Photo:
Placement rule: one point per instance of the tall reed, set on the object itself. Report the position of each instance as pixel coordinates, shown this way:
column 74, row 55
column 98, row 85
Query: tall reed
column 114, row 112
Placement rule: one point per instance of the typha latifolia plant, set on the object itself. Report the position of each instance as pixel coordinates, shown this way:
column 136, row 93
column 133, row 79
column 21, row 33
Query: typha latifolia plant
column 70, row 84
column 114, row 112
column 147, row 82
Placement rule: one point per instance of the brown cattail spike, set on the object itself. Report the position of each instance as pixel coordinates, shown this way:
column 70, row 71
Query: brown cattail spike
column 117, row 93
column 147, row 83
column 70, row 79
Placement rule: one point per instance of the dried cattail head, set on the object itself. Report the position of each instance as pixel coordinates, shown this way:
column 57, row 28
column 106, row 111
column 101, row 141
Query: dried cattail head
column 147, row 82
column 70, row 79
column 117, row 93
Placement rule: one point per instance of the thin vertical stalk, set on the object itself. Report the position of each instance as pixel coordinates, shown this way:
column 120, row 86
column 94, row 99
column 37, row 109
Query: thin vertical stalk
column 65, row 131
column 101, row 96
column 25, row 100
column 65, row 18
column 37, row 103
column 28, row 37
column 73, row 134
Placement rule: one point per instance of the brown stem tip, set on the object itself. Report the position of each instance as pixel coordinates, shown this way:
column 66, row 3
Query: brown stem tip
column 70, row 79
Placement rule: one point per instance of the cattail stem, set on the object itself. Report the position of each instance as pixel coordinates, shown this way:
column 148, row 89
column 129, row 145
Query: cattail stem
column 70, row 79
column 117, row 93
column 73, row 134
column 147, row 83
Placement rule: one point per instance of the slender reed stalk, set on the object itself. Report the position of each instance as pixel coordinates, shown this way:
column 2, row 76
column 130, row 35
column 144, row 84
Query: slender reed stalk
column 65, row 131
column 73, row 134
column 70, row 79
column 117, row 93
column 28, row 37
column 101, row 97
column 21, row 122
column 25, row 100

— Work instructions —
Copy the entire listing above verbatim, reproducing every line in its original order without any changes.

— Response to this exercise —
Photo:
Placement rule: one point per instance of the tall reed, set on the object itself. Report the position of each instance as pixel coordinates, shown this way:
column 74, row 55
column 98, row 85
Query: tall reed
column 114, row 112
Placement rule: one point per instance of the typha latifolia plant, set on the object itself. Report the position of each instance as pixel coordinates, shown this way:
column 136, row 93
column 133, row 79
column 21, row 33
Query: typha latifolia plant
column 70, row 84
column 114, row 112
column 147, row 82
Placement rule: one point per instance of the brown cattail spike, set on the object itself. Report the position of each instance as pixel coordinates, shown this way:
column 70, row 71
Query: brown cattail spike
column 117, row 93
column 147, row 83
column 70, row 79
Placement rule: one point per instance of the dried cattail head, set on the object itself. Report the position of each instance as pixel coordinates, shown this way:
column 57, row 28
column 106, row 111
column 101, row 141
Query: dried cattail head
column 147, row 82
column 70, row 79
column 117, row 93
Placement rule: one point per instance of the thin vertical stalk, set on the object itself. Report the position of each instance as pixel coordinates, shown this way:
column 120, row 86
column 94, row 99
column 37, row 109
Query: thin vertical stalk
column 65, row 131
column 101, row 96
column 25, row 100
column 65, row 18
column 37, row 103
column 28, row 37
column 73, row 134
Placement rule: one point per instance of the brown stem tip, set on the object itself. Report the position of each instance as pixel coordinates, shown this way:
column 66, row 3
Query: brown stem tip
column 70, row 79
Placement rule: one point per instance of the cattail stem, set on the object itself. Report the position of each instance as pixel coordinates, shown this way:
column 148, row 89
column 129, row 145
Query: cattail stem
column 70, row 79
column 117, row 93
column 73, row 134
column 147, row 83
Placement rule: one point per instance of the slender reed stalk, set on the object itself. Report the position of each instance as pixel coordinates, shown this way:
column 2, row 76
column 130, row 35
column 144, row 84
Query: slender reed stalk
column 65, row 131
column 73, row 134
column 70, row 79
column 117, row 93
column 28, row 37
column 101, row 97
column 21, row 122
column 25, row 100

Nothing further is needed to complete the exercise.